Every line below that includes "pool" counts toward the total. Report that total alone.
----
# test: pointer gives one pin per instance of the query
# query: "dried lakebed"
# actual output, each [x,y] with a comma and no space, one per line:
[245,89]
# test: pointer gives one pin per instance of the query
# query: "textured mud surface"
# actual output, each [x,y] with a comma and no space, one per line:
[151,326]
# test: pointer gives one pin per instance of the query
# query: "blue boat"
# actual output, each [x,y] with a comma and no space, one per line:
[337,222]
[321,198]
----
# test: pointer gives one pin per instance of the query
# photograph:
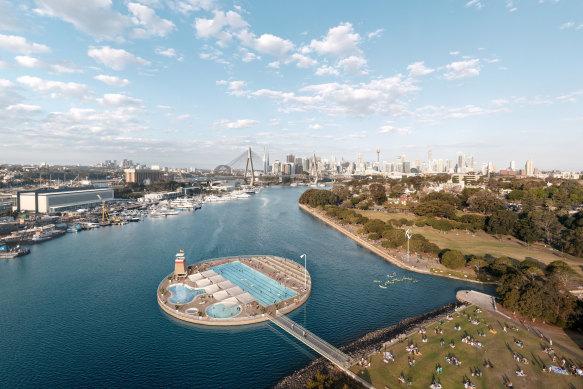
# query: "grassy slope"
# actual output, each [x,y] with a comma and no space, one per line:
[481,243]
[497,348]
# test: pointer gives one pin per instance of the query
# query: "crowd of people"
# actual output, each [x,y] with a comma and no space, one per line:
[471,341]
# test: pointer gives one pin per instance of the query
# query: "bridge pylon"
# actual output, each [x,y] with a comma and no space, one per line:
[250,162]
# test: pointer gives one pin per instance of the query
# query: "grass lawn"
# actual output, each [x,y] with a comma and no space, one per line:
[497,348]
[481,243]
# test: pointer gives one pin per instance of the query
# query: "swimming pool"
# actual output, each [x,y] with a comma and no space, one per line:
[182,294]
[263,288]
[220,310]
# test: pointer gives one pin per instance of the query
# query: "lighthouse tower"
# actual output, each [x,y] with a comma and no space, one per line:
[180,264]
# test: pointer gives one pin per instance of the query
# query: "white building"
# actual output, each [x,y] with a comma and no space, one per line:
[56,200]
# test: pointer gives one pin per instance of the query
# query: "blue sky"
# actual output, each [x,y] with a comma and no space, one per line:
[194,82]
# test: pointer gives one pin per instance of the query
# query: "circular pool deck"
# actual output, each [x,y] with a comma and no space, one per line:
----
Task output: 2